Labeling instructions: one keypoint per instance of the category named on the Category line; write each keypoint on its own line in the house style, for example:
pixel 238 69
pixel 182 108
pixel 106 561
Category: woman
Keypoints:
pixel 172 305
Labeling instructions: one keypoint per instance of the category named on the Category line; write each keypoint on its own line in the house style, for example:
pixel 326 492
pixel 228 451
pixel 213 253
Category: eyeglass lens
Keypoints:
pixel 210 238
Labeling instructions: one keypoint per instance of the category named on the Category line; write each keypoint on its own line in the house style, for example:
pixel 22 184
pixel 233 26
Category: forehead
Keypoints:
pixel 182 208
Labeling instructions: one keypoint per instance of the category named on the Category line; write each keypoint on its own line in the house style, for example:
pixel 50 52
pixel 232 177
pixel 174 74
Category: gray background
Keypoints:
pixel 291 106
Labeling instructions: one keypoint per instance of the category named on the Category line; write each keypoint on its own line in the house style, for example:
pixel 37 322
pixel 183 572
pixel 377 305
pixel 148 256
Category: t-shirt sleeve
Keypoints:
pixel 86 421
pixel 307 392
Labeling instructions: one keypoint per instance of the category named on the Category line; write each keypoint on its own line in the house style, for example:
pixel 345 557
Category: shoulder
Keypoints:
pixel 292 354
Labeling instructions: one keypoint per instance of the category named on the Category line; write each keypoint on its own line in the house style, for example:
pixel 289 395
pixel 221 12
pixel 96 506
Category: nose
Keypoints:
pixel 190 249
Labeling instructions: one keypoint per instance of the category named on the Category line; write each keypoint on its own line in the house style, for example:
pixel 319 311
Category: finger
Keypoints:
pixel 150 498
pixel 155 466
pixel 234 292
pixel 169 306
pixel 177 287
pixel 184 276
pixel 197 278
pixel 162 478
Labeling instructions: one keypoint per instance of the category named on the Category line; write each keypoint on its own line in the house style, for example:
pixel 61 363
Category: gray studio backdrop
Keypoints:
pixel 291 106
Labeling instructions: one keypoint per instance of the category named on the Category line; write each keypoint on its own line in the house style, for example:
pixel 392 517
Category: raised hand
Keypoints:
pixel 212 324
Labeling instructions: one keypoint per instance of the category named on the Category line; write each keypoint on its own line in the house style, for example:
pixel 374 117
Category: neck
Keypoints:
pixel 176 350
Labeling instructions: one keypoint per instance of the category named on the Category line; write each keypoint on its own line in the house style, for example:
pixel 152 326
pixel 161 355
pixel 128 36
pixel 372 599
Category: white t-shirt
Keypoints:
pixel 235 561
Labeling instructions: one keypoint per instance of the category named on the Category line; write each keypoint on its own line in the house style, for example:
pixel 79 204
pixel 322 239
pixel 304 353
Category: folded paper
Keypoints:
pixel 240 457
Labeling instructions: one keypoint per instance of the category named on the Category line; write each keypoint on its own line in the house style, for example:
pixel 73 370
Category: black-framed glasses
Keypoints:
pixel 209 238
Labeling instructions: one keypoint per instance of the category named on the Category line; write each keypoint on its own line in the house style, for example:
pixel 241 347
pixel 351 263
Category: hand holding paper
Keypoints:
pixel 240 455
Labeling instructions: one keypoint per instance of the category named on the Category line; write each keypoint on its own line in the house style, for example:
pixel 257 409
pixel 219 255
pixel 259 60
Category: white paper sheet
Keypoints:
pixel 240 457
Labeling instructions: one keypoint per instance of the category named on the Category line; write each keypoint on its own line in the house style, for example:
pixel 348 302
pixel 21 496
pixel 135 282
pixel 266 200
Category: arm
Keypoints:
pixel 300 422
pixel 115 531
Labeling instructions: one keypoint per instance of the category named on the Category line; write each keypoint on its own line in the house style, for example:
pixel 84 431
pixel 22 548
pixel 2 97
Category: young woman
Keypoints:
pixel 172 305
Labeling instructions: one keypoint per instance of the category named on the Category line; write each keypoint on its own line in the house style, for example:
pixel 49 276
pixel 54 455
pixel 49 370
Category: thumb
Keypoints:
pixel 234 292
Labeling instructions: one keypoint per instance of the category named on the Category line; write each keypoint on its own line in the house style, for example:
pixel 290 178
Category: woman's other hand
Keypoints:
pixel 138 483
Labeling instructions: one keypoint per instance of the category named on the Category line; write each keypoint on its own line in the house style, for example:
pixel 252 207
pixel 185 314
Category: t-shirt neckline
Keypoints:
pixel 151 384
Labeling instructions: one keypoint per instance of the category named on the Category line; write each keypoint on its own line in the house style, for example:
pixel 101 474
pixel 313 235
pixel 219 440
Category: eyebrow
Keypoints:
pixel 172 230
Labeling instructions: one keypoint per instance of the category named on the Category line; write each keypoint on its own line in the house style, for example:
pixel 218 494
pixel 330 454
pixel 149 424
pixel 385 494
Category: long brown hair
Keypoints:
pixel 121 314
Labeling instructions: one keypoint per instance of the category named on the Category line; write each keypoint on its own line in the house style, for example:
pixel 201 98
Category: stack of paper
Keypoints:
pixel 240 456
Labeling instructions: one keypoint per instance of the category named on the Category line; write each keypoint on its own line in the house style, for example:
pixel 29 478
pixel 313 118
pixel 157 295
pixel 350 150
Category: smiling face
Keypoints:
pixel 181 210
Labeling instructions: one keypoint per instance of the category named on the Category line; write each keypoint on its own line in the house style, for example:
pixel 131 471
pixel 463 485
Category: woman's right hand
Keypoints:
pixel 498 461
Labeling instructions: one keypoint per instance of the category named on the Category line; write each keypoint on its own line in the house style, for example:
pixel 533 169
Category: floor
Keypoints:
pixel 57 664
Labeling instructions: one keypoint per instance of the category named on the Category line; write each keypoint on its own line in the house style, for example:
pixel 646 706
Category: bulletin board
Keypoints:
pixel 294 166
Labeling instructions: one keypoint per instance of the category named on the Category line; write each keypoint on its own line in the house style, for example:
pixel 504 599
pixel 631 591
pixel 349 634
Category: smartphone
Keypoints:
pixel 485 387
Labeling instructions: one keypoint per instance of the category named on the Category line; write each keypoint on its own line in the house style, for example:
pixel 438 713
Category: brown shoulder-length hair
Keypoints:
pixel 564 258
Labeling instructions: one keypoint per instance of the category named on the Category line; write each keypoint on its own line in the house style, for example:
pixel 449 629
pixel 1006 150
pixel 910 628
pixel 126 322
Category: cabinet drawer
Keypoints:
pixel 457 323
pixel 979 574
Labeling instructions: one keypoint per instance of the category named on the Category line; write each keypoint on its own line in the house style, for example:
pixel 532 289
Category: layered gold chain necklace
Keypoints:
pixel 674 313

• **EXERCISE DESCRIPTION**
Find every line in the listing above that contains the word "paper", and copy each of those lines.

• **EXERCISE ANSWER**
Category: folded paper
Category: hand holding paper
Category: white paper sheet
Category: stack of paper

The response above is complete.